Some records
>>>>>

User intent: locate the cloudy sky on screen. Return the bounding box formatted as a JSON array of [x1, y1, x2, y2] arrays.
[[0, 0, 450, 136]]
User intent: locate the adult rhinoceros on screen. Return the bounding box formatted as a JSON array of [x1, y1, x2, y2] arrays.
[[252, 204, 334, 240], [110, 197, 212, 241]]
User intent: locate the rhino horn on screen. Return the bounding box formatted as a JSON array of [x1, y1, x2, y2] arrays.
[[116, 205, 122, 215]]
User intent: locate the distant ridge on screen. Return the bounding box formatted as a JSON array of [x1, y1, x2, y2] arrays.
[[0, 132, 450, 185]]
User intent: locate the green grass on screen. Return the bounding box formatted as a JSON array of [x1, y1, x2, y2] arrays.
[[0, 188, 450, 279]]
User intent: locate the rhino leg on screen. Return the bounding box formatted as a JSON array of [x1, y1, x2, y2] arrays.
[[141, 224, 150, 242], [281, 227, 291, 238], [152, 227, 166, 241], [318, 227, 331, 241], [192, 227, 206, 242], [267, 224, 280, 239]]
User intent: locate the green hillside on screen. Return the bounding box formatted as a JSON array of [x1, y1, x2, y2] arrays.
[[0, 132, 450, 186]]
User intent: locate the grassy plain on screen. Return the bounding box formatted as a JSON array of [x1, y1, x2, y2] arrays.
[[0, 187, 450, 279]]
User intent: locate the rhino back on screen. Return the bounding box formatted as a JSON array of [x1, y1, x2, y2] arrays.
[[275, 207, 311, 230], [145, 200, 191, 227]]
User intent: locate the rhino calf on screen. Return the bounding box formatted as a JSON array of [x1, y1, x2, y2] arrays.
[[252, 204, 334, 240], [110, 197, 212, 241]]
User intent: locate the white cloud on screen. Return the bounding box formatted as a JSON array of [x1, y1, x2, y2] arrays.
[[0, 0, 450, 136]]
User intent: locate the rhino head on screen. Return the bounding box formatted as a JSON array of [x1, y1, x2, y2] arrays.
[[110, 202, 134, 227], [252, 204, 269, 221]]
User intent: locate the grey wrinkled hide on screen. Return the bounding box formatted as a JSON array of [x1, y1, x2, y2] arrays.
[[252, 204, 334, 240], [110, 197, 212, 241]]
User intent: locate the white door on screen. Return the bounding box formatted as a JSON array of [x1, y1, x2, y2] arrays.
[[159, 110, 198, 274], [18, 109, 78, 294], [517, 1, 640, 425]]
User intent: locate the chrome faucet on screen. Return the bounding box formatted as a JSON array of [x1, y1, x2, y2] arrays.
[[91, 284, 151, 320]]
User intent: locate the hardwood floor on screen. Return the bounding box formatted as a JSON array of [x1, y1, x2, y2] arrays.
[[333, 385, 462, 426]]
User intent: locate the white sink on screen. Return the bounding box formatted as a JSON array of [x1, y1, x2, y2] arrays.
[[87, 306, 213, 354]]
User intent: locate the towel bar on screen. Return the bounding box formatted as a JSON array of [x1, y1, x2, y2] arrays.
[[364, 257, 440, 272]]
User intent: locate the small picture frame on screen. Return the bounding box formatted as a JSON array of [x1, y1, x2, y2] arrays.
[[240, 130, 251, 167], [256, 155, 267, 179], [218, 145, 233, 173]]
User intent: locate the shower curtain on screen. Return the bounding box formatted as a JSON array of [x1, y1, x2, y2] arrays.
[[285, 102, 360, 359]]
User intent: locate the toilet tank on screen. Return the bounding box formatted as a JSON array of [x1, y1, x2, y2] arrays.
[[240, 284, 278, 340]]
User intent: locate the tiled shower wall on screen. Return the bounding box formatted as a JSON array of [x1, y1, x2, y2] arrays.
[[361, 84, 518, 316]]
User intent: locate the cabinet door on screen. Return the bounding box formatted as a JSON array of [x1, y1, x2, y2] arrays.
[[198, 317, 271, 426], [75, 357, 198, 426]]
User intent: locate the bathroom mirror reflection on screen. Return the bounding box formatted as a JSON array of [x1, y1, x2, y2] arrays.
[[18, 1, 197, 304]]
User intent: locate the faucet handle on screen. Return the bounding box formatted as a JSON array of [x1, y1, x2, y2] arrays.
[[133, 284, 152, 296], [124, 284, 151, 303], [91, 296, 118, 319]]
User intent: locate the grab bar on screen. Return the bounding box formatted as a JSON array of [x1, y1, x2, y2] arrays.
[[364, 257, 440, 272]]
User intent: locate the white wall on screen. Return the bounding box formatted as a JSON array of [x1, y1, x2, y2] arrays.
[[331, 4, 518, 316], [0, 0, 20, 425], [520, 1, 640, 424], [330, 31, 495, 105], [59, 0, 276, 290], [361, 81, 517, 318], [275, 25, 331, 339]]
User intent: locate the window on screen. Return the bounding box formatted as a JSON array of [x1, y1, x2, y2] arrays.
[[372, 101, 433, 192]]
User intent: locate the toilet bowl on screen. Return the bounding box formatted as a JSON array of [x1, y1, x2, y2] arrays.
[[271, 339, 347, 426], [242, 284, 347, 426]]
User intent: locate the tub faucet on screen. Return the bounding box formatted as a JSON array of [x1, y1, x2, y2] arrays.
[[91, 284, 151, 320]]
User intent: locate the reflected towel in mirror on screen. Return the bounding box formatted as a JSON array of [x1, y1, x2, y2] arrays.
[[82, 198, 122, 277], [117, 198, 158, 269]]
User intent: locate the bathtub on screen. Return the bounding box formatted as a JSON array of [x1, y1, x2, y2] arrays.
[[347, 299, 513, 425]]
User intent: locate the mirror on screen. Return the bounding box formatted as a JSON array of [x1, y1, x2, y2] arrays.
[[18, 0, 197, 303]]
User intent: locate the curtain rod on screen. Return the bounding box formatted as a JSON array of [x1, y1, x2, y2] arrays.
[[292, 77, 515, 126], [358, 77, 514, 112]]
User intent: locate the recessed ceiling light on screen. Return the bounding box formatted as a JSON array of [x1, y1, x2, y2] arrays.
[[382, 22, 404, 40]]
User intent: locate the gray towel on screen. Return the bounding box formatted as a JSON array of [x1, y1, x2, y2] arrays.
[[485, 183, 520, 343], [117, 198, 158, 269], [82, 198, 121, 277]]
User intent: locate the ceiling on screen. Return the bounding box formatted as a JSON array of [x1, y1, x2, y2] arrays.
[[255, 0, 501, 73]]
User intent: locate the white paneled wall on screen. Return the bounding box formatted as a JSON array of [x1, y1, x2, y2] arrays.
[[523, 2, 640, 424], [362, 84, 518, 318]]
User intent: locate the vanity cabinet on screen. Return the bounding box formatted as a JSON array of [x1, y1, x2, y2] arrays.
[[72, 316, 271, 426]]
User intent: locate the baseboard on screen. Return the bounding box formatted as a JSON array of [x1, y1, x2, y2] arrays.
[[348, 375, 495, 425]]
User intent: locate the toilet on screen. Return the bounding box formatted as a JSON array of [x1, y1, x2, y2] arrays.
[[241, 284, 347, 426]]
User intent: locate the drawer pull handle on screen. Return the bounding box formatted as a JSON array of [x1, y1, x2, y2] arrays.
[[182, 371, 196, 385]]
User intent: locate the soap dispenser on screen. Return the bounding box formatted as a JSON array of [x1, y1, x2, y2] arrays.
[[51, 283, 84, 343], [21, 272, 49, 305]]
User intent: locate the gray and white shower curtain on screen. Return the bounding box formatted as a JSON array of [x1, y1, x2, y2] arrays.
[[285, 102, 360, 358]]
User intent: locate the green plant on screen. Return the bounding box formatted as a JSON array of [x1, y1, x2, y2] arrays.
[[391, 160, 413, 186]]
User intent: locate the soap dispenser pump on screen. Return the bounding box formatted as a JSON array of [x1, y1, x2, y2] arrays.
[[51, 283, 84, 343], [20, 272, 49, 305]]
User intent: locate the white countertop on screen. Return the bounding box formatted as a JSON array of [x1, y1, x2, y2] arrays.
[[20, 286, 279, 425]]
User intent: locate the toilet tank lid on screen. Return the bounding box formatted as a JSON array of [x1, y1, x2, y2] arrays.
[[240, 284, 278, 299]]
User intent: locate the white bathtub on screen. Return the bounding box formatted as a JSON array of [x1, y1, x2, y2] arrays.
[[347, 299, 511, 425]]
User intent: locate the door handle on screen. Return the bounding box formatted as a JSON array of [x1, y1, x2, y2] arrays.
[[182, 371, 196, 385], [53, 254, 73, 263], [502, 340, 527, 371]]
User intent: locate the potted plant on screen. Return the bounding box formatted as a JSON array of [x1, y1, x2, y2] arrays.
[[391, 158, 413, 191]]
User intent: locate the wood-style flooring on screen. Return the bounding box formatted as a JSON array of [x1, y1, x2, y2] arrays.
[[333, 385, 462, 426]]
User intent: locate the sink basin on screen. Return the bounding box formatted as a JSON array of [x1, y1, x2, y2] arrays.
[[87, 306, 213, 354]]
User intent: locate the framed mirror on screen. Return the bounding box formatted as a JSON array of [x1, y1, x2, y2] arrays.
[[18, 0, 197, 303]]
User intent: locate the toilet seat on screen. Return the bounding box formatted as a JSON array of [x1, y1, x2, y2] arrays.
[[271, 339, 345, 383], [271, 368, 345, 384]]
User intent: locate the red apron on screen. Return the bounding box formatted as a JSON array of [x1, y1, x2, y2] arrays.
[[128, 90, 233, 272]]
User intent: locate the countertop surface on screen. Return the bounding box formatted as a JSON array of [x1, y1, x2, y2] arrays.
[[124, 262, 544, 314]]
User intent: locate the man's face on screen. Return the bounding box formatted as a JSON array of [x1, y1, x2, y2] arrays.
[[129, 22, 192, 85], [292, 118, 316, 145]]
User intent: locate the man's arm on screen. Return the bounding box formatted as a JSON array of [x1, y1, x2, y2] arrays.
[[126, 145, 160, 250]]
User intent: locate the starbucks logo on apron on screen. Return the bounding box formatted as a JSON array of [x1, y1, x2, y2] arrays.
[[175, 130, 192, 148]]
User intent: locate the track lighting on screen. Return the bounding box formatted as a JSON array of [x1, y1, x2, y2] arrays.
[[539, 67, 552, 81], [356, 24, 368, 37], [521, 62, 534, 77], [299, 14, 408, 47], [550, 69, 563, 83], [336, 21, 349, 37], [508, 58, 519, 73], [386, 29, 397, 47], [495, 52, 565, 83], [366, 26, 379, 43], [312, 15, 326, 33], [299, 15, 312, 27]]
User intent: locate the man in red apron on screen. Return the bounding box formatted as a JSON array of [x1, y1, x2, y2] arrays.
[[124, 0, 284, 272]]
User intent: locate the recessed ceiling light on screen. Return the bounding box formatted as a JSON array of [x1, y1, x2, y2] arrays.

<<<<<

» Exercise brief:
Give the records again from their start through the line that contains "[[0, 188, 450, 279]]", substituting "find" for "locate" wherever it occurs and leaving everything else unchanged.

» Problem solution:
User intent: find the cloudy sky on screen. Return the bounding box formatted as a JSON array of [x1, y1, x2, y2] arrays.
[[0, 0, 450, 136]]
User intent: find the adult rhinoceros on screen. Return the bounding box formatted as a JSON array of [x1, y1, x2, y2] arrays.
[[252, 204, 334, 240], [110, 197, 212, 241]]
User intent: find the rhino horn on screen. Return the bounding box formatted as a JSON array of [x1, y1, x2, y2] arrays.
[[116, 205, 122, 215]]
User intent: find the distant ridge on screen. Return the bounding box formatted as a JSON array of [x1, y1, x2, y2] arrays.
[[0, 132, 450, 185]]
User intent: find the green grass on screen. Return the bounding box formatted as a JSON array of [x1, y1, x2, y2] arrays.
[[0, 188, 450, 279]]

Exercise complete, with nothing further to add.